** start The records **

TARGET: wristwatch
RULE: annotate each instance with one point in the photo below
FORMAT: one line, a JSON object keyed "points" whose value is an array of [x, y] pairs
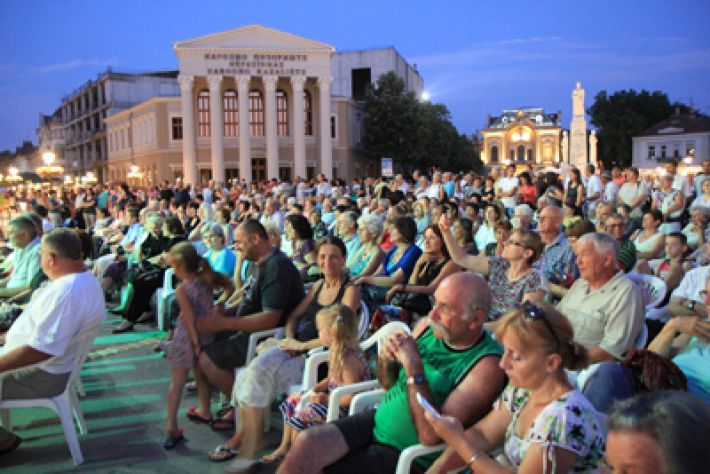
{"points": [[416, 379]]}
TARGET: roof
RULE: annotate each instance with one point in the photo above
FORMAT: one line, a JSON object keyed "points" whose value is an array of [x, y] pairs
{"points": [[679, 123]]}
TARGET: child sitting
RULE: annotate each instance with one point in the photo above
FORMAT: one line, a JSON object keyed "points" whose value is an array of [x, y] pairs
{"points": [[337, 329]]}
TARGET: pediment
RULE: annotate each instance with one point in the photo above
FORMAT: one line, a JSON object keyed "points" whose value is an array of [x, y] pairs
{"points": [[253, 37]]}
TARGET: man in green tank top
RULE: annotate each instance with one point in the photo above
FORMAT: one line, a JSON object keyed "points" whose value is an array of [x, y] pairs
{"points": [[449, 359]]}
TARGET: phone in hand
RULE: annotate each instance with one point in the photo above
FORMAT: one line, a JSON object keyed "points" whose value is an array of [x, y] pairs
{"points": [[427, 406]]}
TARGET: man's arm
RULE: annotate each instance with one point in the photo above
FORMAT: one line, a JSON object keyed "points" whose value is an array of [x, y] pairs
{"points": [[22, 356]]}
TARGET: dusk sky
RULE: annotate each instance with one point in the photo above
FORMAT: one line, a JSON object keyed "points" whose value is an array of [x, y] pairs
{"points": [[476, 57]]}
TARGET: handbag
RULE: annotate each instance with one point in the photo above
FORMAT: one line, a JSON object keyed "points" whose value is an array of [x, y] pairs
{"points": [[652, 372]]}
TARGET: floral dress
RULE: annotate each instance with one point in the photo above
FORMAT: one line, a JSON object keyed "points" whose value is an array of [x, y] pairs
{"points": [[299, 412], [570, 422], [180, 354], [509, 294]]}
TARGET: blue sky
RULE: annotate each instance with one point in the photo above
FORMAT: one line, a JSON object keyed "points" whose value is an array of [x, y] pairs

** end The records **

> [Work required]:
Rewrite all of the data above, replacing each "annotate" with "label" and leaving everything else unchanged. Omit the pictures.

> [Correct output]:
TARGET: wristwatch
RULE: label each instance with one point in the photo below
FORMAT: one line, a JSON object keyed "points" whose value is an array of [x, y] pairs
{"points": [[416, 379]]}
TARGET: roof
RULE: label each instance with one point in the photo above
FORMAT: one line, a JSON object keyed "points" whose value is an array of [x, y] pairs
{"points": [[679, 123]]}
TARGET: child sitting
RULE: label each instance with one point in the photo above
FORMAT: one line, a JSON object keyed "points" whose value is an array of [x, y] pairs
{"points": [[337, 329]]}
TARGET: pediment
RULE: label each instance with one point in the photo above
FORMAT: one line, a JSON object keyed "points" whose value is an array of [x, y] pairs
{"points": [[253, 37]]}
TARGET: man in green tank top
RULE: label each instance with one point in the photo above
FORMAT: one line, a JSON object keyed "points" whose value is an array of [x, y] pairs
{"points": [[449, 359]]}
TARGET: phone in hand
RULE: label each instance with one point in the photo above
FORMAT: one line, a JSON object keyed "points" whose value is an array of [x, y] pairs
{"points": [[427, 406]]}
TARGET: man's arm
RULE: label each instance with one point in the photo above
FORMAT: one line, a JSON object keyed "points" whose value is an array of [x, y] pairs
{"points": [[22, 356]]}
TARGET: dusk sky
RULE: label each instance with one point in the photo above
FORMAT: one line, a JSON object keyed "points" whose value is an array of [x, y] pairs
{"points": [[476, 57]]}
TARGET: handbag
RULE: label each instance with one point in the photo above
FORMAT: one line, a JSON object keyed "points" whose value is an array of [x, y] pairs
{"points": [[652, 372]]}
TARGET: floral dress
RULE: label each instance with one point in the photo above
FORMAT: one line, a JSON object keyed "points" whose value is an array of [x, y] pairs
{"points": [[299, 412], [570, 422], [180, 354], [509, 294]]}
TARGET: blue sky
RULE: label each instance with one point in the photo above
FORMAT: one line, a JSON object keyed "points" whose value is an array of [x, y] pairs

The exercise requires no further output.